## Required action
Omit the images, then repeat the listing exactly.
------ Extracted information ------
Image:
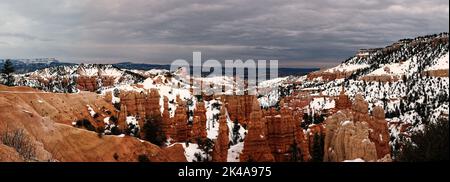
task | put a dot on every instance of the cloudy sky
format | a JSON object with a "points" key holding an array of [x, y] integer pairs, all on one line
{"points": [[298, 33]]}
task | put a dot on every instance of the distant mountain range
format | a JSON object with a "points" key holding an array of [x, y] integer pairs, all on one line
{"points": [[30, 65]]}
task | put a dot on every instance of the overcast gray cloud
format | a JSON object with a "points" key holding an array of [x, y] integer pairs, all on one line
{"points": [[296, 32]]}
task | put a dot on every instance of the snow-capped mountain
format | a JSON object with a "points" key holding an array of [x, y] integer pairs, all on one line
{"points": [[30, 65], [409, 79], [72, 78]]}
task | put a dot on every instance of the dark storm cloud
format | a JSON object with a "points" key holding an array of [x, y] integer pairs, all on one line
{"points": [[298, 33]]}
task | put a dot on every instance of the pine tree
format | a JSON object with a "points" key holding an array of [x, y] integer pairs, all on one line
{"points": [[153, 131], [236, 129], [8, 69], [317, 148]]}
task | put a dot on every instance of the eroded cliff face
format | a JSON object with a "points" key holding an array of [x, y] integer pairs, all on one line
{"points": [[56, 140], [256, 146], [220, 151], [353, 133], [199, 122], [284, 133], [240, 107]]}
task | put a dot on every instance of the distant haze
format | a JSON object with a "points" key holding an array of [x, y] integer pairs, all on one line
{"points": [[298, 33]]}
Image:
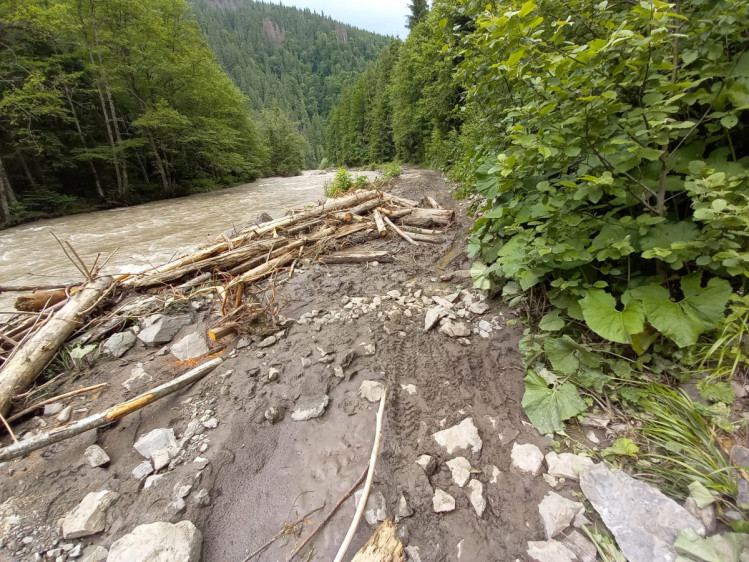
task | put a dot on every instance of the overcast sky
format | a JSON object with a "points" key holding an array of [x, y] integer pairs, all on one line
{"points": [[383, 16]]}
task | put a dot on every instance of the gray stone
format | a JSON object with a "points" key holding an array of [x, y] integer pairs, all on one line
{"points": [[159, 542], [460, 469], [558, 513], [476, 496], [161, 329], [644, 522], [567, 465], [376, 510], [465, 435], [527, 458], [90, 516], [311, 408], [189, 347], [371, 390], [96, 456], [118, 344], [442, 502], [162, 438]]}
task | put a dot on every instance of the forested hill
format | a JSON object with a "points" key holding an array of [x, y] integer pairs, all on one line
{"points": [[286, 57]]}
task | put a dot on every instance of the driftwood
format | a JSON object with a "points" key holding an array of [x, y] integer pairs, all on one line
{"points": [[19, 371], [109, 415]]}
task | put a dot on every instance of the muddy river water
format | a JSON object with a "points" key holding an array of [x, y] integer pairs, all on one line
{"points": [[145, 235]]}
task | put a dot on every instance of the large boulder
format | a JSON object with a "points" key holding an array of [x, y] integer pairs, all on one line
{"points": [[159, 542]]}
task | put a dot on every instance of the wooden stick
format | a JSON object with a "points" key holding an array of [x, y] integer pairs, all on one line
{"points": [[38, 405], [108, 416], [34, 355], [398, 231], [367, 485]]}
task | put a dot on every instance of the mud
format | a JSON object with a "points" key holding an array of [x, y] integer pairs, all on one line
{"points": [[261, 475]]}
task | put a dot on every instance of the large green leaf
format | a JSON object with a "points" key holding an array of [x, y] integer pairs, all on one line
{"points": [[601, 315], [547, 406]]}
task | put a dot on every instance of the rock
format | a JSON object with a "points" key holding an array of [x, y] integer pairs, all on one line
{"points": [[428, 464], [549, 551], [527, 458], [191, 346], [118, 344], [460, 468], [154, 440], [567, 465], [644, 522], [558, 513], [64, 415], [161, 329], [454, 329], [159, 542], [376, 510], [371, 390], [311, 408], [96, 456], [267, 342], [90, 516], [442, 501], [476, 496], [465, 435], [433, 316]]}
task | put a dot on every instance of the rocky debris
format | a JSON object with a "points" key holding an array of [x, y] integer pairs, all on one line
{"points": [[464, 435], [160, 329], [310, 408], [644, 521], [442, 502], [376, 510], [558, 513], [189, 347], [118, 344], [460, 468], [90, 516], [96, 456], [527, 458], [476, 496], [428, 464], [159, 542], [567, 465], [371, 390]]}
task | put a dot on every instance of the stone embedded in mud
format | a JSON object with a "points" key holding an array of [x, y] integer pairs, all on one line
{"points": [[161, 329], [310, 408], [442, 502], [567, 465], [90, 516], [191, 346], [371, 390], [465, 435], [96, 456], [527, 458], [558, 513], [644, 521], [460, 469], [476, 496], [118, 344], [159, 542]]}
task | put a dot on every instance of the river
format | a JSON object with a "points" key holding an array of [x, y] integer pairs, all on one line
{"points": [[145, 235]]}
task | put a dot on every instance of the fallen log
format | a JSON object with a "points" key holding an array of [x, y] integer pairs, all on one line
{"points": [[19, 371], [356, 257], [108, 416]]}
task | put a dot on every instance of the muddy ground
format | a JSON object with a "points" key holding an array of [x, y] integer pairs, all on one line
{"points": [[260, 475]]}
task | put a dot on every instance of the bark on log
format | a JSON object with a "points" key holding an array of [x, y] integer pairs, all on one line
{"points": [[357, 257], [108, 416], [20, 371], [383, 546]]}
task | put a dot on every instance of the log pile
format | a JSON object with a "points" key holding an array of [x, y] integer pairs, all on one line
{"points": [[233, 268]]}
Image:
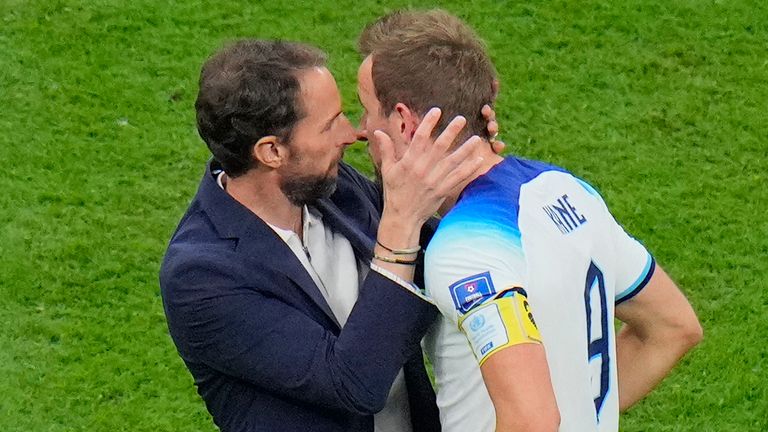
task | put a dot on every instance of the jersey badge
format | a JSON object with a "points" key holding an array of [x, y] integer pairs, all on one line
{"points": [[471, 291]]}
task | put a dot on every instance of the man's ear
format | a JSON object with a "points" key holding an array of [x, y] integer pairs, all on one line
{"points": [[269, 151], [408, 121]]}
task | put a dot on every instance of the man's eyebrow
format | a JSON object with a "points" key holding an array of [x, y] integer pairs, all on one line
{"points": [[330, 122]]}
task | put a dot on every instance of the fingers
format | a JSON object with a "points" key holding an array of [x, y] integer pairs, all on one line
{"points": [[497, 146], [490, 116], [386, 148]]}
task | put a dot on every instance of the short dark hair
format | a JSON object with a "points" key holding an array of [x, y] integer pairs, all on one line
{"points": [[250, 90], [430, 58]]}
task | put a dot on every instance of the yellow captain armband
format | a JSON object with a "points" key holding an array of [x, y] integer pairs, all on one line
{"points": [[502, 322]]}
------
## Result of this task
Image:
task | put a dot on every instance of the cloudy sky
format | a JSON object with a "points" key holding an array of [x, y] integer pairs, all on one line
{"points": [[298, 33]]}
task | put a dot on every instance of the distant mountain range
format | a JSON object with a "points" key holding an array of [x, y] integer pairs, all on one line
{"points": [[30, 65]]}
task | put a dot on every instance of the overcast gray cloud
format | a JSON object with a "points" key holding an array of [x, y] integer pairs, all on one line
{"points": [[296, 32]]}
task | put a dot on every instance of the snow-capped mountain
format | a JSON object with a "points" key holding an array of [x, y] integer pairs, all on one line
{"points": [[30, 65], [409, 79], [72, 78]]}
task | put a dot on every instance of the dark storm cloud
format | a JSON object with a "points" key holding an array of [x, y] integer pairs, all on one line
{"points": [[298, 33]]}
task | put a dot on every instance of the pine tree
format | a JSON object with a "points" key holding an array of [x, y] integer pairs, all on one line
{"points": [[153, 131], [236, 129], [8, 69], [317, 148]]}
task | put a dot on every instance of the eroded cliff face
format | a JSON object with a "points" key holding an array of [x, y] integer pairs, all on one line
{"points": [[56, 140], [256, 146], [220, 151], [353, 133], [199, 122], [284, 133], [240, 107]]}
task | put a dot on every instance of the distant haze
format | a JSON object with a "points" key holding an array of [x, y] integer pairs, all on one line
{"points": [[298, 33]]}
Image:
task | put a dot on every instance of the overcast sky
format | a JSON object with a "points" key holding an array of [x, y] integer pairs, all on one line
{"points": [[383, 16]]}
task | put a dot on every instance of the gray stone
format | a JSON object with a "points" key holding an array of [x, y] integer pairs, all on one line
{"points": [[159, 542], [460, 469], [558, 513], [476, 496], [161, 329], [644, 522], [567, 465], [376, 510], [465, 435], [527, 458], [90, 516], [311, 408], [189, 347], [371, 390], [96, 456], [118, 344], [442, 502], [162, 438]]}
task | put a dot on every instance of the forested hill
format | a JSON object with a "points" key holding an array of [x, y] integer pairs, all on one line
{"points": [[286, 57]]}
task | put a dot on every instance of the driftwood
format | a JSON object with a "points" key holding an array of [x, y] integer pairs, all on one line
{"points": [[19, 371], [109, 415]]}
task | put a dot on every instance of the muddy river water
format | a JSON object with a "points" key holding an array of [x, y] integer pairs, all on one line
{"points": [[145, 235]]}
task | put a dot on every instance of the large boulder
format | a JSON object with a "points" key holding an array of [x, y] integer pairs, all on one line
{"points": [[159, 542]]}
task | put a dot on every instance of the wooden stick
format | a JSON object with a "points" key holding an array of [x, y] integer pairs, all on one line
{"points": [[38, 405], [108, 416], [34, 355], [398, 231], [367, 485]]}
task | put a dot on every instance of the mud
format | a JSON object with a "points" key holding an array of [x, y] integer pairs, all on one line
{"points": [[261, 475]]}
task | put a dot on every instance of the large green leaf
format | a JSON object with a "points" key holding an array of [x, y] integer pairs, all on one line
{"points": [[601, 315], [547, 406]]}
task | put a dot on every instance of the rock
format | a JSON object with a "points" key holding an array of [x, y] integer pairs, all on one line
{"points": [[428, 464], [549, 551], [527, 458], [191, 346], [118, 344], [460, 468], [154, 440], [567, 465], [644, 522], [558, 513], [64, 415], [161, 329], [454, 329], [159, 542], [376, 510], [371, 390], [311, 408], [96, 456], [267, 342], [90, 516], [442, 501], [476, 496], [465, 435], [433, 316]]}
task | put a dot on every instance of the rocky debris
format | a JSON object with a "points" key holding an array of [x, y] integer pairs, all on one line
{"points": [[464, 435], [160, 329], [310, 408], [644, 521], [442, 502], [376, 510], [558, 513], [189, 347], [118, 344], [460, 468], [90, 516], [96, 456], [527, 458], [476, 496], [428, 464], [159, 542], [567, 465], [371, 390]]}
task | put a dot on every instance of the stone embedded in mud
format | a JSON object with a "points" key holding an array of [x, y] integer pairs, all on one line
{"points": [[161, 329], [310, 408], [442, 502], [567, 465], [90, 516], [191, 346], [371, 390], [465, 435], [96, 456], [527, 458], [558, 513], [644, 521], [460, 469], [476, 496], [118, 344], [159, 542]]}
task | put a dot on every instance of the river
format | a JSON object with a "points" key holding an array of [x, y] integer pairs, all on one line
{"points": [[145, 235]]}
task | put a dot on every instance of the fallen log
format | a JSON object with a "points" key holding an array of [x, y] integer pairs, all on one line
{"points": [[19, 371], [356, 257], [108, 416]]}
task | put a dot on every instance of the muddy ground
format | a JSON object with a "points" key holding an array of [x, y] integer pairs, all on one line
{"points": [[260, 475]]}
task | put a dot on every instance of the bark on log
format | a JSON object with a "points" key holding an array of [x, y] integer pairs, all on one line
{"points": [[357, 257], [108, 416], [20, 371], [383, 546]]}
task | put a dot on every instance of the log pile
format | a JSON object with a "points" key holding an array of [x, y] integer pairs, all on one line
{"points": [[233, 268]]}
Image:
task | put a dot on every instance of the jersey badge
format | a JSON object with a "points" key holding an array of [x, y] integer pairs, all on one line
{"points": [[471, 291]]}
task | put a dot on every instance of the man's ear
format | a JSON object with a "points" key holding an array of [x, y] integer pairs, all on one line
{"points": [[269, 151], [408, 121]]}
task | put a dot on every instance of the man's eyebrow
format | a JSON object with a "points" key holding an array of [x, y] integer pairs, all on one line
{"points": [[330, 122]]}
task | put a dot on every instance of the fingers
format | a JSON object with a "points" key holding an array of [x, y] integer pairs, all on one line
{"points": [[497, 146], [490, 116], [386, 148]]}
task | put a dot on every instance of the short dark hair
format | a JSON object with a "points" key holding an array of [x, y] integer pairs, all on one line
{"points": [[250, 90], [430, 58]]}
task | put a dot on every instance of the yellow captain armband
format | a JSON object with a "points" key holding an array of [x, y] integer pairs, all on one line
{"points": [[502, 322]]}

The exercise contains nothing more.